--- START OF Supplied entries ---

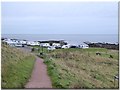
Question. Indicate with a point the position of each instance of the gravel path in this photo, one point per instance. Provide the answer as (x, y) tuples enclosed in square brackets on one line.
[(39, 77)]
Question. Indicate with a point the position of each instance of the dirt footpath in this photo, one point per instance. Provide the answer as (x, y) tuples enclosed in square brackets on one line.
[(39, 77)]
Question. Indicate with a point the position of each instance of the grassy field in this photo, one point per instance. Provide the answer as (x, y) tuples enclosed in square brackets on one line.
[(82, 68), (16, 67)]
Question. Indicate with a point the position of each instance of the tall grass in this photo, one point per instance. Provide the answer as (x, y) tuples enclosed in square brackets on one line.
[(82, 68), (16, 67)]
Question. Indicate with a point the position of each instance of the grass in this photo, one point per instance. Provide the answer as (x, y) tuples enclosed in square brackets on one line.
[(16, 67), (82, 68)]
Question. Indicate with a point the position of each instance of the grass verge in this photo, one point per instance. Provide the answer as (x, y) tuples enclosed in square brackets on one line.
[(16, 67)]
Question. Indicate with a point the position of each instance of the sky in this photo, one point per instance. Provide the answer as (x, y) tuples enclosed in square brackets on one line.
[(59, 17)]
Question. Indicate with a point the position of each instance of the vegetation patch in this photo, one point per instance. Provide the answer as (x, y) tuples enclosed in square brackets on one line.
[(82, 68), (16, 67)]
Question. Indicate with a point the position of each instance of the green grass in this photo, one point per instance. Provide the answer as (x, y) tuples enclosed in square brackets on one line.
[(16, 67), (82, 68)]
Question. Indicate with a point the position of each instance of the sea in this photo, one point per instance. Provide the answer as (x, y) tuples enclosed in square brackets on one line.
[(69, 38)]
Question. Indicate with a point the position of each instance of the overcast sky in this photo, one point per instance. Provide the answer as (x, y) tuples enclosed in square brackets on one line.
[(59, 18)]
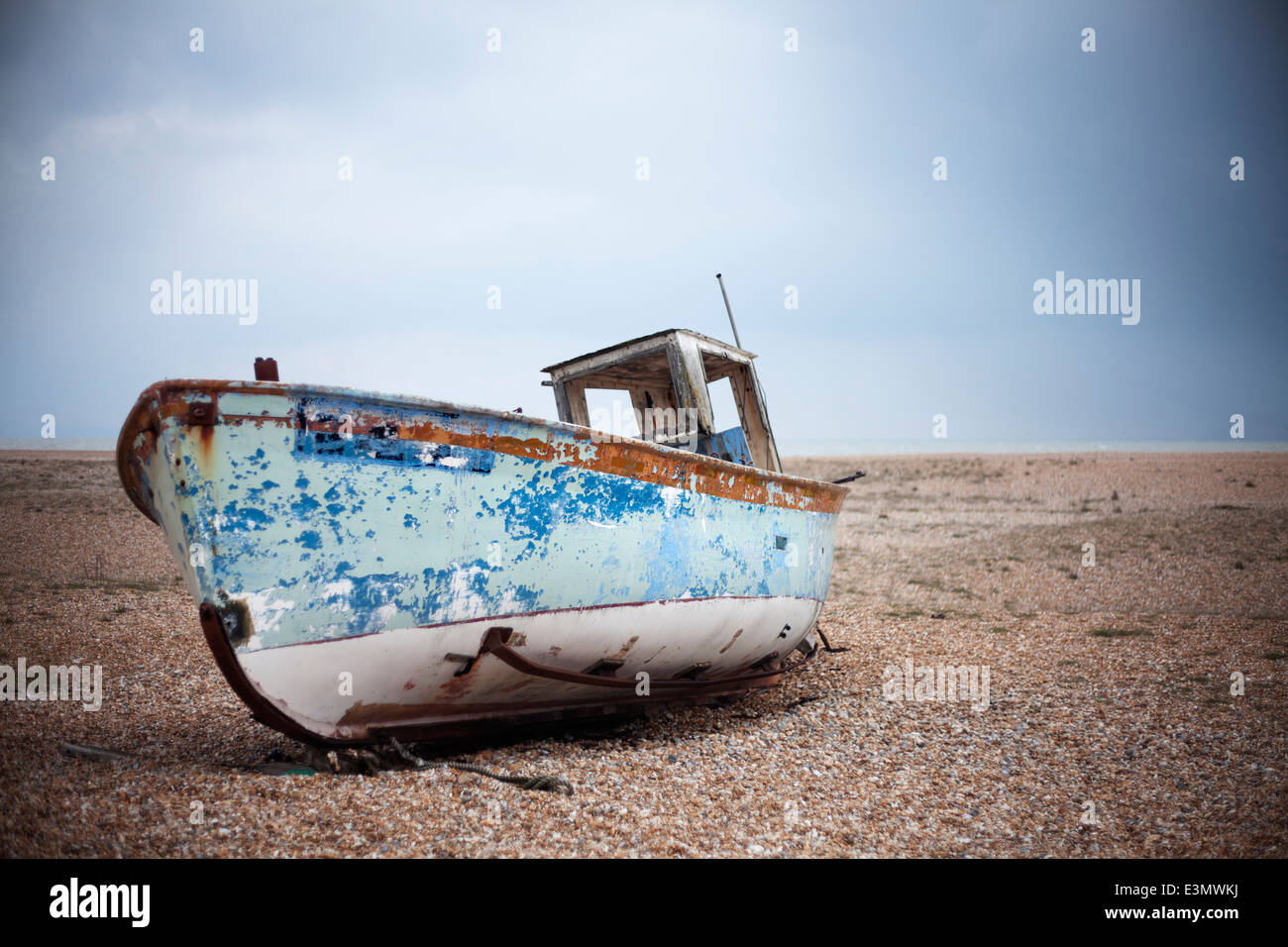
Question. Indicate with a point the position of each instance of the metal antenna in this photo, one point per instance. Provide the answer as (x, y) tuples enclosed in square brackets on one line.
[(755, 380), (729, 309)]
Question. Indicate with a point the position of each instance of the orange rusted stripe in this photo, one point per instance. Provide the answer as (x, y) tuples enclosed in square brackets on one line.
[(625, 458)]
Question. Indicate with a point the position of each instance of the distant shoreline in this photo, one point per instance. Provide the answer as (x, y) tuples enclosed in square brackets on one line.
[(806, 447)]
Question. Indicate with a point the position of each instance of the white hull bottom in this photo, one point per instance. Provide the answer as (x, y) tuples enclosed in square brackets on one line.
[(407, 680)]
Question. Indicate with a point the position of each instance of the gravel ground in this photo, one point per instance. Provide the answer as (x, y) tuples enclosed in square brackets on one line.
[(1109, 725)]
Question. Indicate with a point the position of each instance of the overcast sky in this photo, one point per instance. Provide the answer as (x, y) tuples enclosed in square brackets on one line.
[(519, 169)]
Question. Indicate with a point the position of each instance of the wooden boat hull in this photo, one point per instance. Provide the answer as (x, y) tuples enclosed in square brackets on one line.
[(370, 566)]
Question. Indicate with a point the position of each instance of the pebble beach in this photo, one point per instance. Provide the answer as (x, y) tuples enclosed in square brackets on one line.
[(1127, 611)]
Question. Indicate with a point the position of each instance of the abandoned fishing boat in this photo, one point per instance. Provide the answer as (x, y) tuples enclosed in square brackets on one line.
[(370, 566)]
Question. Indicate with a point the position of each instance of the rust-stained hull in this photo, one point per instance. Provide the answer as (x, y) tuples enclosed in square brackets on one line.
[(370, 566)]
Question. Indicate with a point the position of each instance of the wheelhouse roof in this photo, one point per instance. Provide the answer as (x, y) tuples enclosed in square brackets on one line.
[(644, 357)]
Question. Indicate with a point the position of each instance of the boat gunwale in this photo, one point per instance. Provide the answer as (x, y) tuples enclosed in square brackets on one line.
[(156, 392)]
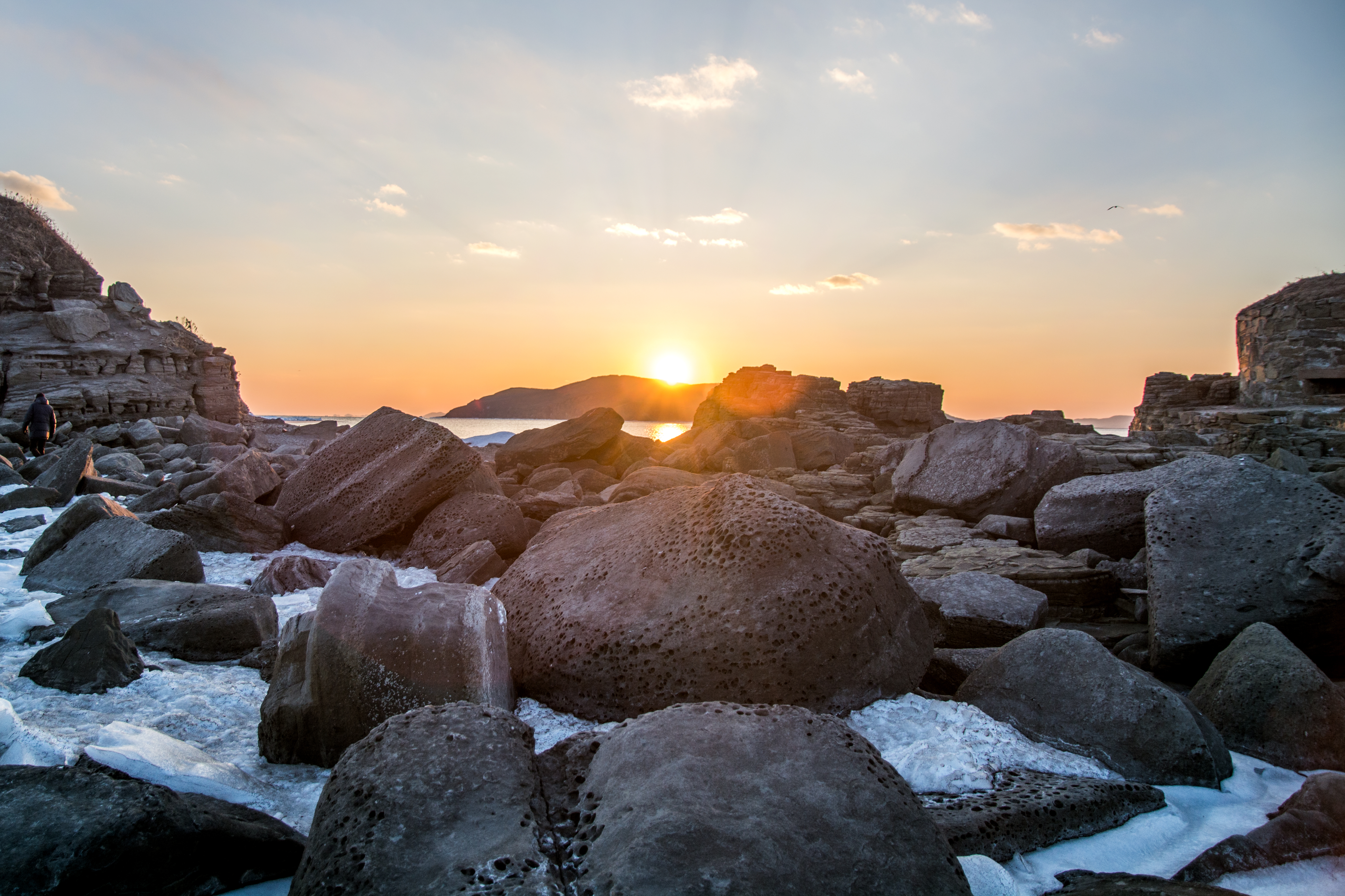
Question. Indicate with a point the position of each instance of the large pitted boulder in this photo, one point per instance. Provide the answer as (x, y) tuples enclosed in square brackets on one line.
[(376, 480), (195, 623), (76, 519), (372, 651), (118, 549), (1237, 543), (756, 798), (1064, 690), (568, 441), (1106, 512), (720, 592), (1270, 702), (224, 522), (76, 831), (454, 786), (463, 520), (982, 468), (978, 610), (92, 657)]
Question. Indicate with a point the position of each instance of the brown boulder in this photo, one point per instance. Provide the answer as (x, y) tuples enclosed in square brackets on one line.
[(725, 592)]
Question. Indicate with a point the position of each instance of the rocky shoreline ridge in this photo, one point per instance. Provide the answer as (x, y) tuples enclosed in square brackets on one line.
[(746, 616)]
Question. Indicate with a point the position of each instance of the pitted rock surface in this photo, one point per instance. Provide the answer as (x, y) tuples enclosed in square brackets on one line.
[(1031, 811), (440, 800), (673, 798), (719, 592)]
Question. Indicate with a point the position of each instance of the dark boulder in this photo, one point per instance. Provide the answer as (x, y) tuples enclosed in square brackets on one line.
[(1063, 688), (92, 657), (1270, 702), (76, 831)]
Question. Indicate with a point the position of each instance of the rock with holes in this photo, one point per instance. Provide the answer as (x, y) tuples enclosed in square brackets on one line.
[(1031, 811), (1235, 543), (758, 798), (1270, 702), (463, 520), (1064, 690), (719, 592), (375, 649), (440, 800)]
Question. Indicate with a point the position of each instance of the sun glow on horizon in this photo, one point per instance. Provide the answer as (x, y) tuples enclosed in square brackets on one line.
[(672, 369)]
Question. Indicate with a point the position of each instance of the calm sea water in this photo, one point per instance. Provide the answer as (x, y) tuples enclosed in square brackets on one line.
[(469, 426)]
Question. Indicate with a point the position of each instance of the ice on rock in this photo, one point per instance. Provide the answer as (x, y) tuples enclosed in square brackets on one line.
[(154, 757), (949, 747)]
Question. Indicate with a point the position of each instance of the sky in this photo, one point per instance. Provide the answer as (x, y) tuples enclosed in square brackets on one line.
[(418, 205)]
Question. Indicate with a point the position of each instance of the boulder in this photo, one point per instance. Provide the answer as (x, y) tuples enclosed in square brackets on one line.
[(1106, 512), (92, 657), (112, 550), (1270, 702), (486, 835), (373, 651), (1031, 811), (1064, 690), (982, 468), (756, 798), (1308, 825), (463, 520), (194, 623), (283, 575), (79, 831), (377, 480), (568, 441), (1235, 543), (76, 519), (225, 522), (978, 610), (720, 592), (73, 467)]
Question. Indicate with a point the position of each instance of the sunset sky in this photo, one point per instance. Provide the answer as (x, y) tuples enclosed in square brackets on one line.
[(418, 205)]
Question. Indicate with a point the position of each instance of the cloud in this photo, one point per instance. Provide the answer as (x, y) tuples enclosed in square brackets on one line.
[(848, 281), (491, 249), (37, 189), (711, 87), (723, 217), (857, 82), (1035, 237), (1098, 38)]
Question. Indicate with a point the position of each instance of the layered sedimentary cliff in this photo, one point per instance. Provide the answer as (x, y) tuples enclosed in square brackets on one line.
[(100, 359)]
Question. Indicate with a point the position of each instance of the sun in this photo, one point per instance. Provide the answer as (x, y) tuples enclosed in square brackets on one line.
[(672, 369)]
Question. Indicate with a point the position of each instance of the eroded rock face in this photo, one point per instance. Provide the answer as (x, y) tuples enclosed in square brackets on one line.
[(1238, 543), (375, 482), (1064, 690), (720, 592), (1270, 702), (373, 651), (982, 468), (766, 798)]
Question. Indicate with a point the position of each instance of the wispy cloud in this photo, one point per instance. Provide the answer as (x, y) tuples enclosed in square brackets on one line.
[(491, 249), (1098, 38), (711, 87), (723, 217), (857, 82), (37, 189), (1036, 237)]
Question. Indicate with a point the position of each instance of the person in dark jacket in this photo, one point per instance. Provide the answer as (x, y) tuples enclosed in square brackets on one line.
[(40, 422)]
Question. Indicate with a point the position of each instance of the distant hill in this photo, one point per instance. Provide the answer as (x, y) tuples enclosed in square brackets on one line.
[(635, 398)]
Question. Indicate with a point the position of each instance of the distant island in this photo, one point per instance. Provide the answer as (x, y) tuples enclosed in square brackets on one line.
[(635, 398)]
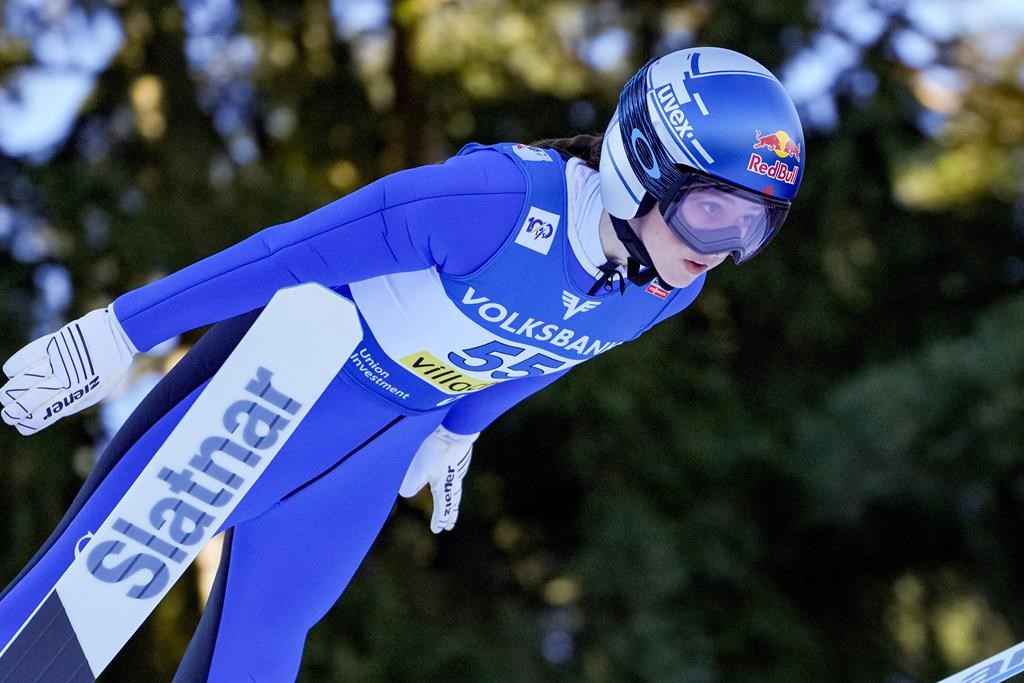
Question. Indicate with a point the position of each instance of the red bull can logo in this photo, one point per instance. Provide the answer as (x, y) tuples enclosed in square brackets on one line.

--- END OF Supplied entries ---

Rewrite the records starting with the line containing "of the large" and going on through the line containing "[(469, 426)]", requests included, raising every point coordinate in the answers by 102. Leave out all other lines.

Question. Indicate with a point the position of each instance of the large pitted boulder in this photo, one point per instance. Provide the answer as (x, y) tuples enclosed in square brackets on one line.
[(478, 582), (297, 725), (178, 621), (474, 753), (220, 651), (1339, 645), (858, 900), (1166, 792), (670, 543), (1208, 614), (822, 694), (1372, 804), (326, 624), (178, 933), (556, 888), (565, 622), (1084, 570), (1080, 712), (194, 759)]
Question. Indicate with a point the position of each instance of the brown boulder in this photo, one point per instance. Provide the answer as (x, y) tuples enclosed in square brackets on one line.
[(827, 694)]
Question. Indicate with a point the position of each instance of the rocky shoreline ridge in this photo, one point per instance. Provide the answer as (x, y) tuples enclosed in square brackets on one line.
[(848, 718)]
Question. Indicate with a point the position of each instance of the pitted rock surface in this photo, one point per instance. Provide the answer as (x, y) tuples enclosed in square brackets on one line.
[(1133, 913), (542, 902), (775, 900), (821, 694)]
Question. Indicate with a point the position of each instance of the dark boulder in this photo, one point per instance. Provide the answer as (x, y) tuples enclosed in square brackets on one line.
[(1165, 790), (194, 759), (1372, 804), (178, 933)]
Question. Indicate with a point the position of each instance of the rock with holes in this photo, one point per instance. Provide the answer as (x, y) tuples enclosed in square brackets on one line.
[(1133, 913), (1337, 645), (860, 900), (1372, 804), (565, 622), (1166, 792), (821, 694), (477, 751), (542, 902)]
Question. Indicate with a point the position of each instance of the sun glow on horizon in this photo, one point per instance. Provide the answer as (x, y) tuples enclosed in square brackets on one line.
[(774, 471)]
Question. Indicate with a point the position of each instance of the calm sea water in this photo, one point per instance. Provide the answer as (x, y) tuples enclosed in square brackets on one line.
[(571, 528)]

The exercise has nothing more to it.